Excerpts of pointing data:
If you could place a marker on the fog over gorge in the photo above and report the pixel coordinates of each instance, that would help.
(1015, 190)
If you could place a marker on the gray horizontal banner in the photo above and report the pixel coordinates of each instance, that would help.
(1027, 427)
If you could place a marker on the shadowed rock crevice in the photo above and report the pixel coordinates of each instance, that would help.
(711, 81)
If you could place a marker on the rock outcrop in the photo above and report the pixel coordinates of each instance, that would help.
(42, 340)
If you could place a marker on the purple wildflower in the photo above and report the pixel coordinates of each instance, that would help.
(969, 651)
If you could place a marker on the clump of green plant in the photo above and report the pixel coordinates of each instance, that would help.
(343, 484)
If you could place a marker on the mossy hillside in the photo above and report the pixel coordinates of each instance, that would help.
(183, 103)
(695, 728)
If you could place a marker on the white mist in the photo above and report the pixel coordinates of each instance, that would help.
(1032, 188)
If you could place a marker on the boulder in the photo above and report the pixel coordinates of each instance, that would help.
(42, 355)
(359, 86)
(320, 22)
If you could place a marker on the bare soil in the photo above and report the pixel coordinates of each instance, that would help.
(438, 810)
--
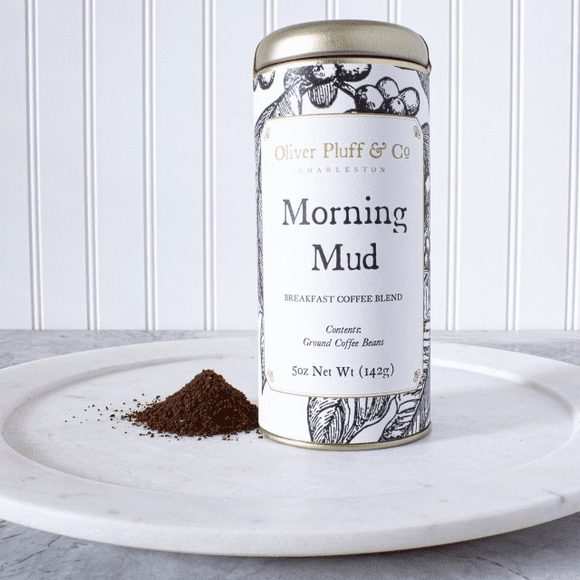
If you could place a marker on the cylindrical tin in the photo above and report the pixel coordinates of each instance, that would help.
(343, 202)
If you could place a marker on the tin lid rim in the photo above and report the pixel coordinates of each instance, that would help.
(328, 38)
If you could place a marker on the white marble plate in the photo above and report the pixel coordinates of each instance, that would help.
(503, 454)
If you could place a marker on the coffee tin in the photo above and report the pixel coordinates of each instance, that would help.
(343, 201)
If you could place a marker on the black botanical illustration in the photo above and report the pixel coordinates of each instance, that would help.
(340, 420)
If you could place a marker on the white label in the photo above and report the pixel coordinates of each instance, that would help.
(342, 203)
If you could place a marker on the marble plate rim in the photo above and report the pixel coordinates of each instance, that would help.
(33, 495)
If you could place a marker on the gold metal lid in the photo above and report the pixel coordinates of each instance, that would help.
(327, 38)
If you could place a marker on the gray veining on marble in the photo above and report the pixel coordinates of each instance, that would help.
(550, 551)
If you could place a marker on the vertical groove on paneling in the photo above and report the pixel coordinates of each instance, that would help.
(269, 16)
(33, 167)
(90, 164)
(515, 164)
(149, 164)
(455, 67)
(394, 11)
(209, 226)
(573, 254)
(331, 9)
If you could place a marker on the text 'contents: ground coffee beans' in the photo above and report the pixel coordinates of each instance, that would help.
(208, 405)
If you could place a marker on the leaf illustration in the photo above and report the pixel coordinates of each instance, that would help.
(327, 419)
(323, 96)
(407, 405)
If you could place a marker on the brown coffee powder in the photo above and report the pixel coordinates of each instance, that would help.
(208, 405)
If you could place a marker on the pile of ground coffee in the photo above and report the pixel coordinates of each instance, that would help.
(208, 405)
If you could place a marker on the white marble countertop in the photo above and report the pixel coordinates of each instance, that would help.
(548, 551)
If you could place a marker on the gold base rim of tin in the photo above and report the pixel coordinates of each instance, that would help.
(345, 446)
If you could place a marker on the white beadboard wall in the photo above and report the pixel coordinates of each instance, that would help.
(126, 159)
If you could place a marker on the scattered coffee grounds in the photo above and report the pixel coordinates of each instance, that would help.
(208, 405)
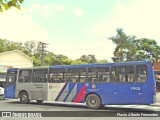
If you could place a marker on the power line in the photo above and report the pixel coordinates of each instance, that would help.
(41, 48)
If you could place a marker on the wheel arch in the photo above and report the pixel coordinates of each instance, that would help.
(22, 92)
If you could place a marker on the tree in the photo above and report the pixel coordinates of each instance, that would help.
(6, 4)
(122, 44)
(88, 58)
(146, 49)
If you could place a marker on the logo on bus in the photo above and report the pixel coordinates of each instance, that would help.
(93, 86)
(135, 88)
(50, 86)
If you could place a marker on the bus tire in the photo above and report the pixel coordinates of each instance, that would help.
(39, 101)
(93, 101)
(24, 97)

**Exercise objective**
Pick out every line of the items that contains the word "gold", and reproduce each such line. Matching is case-sensitive.

**Result**
If you could place a marker on the gold metal lid in the photo above and report the pixel coordinates of each instance, that would help.
If you could place a marker on the gold base rim of tin in the photo above and report the pixel coordinates of each instance, that would help.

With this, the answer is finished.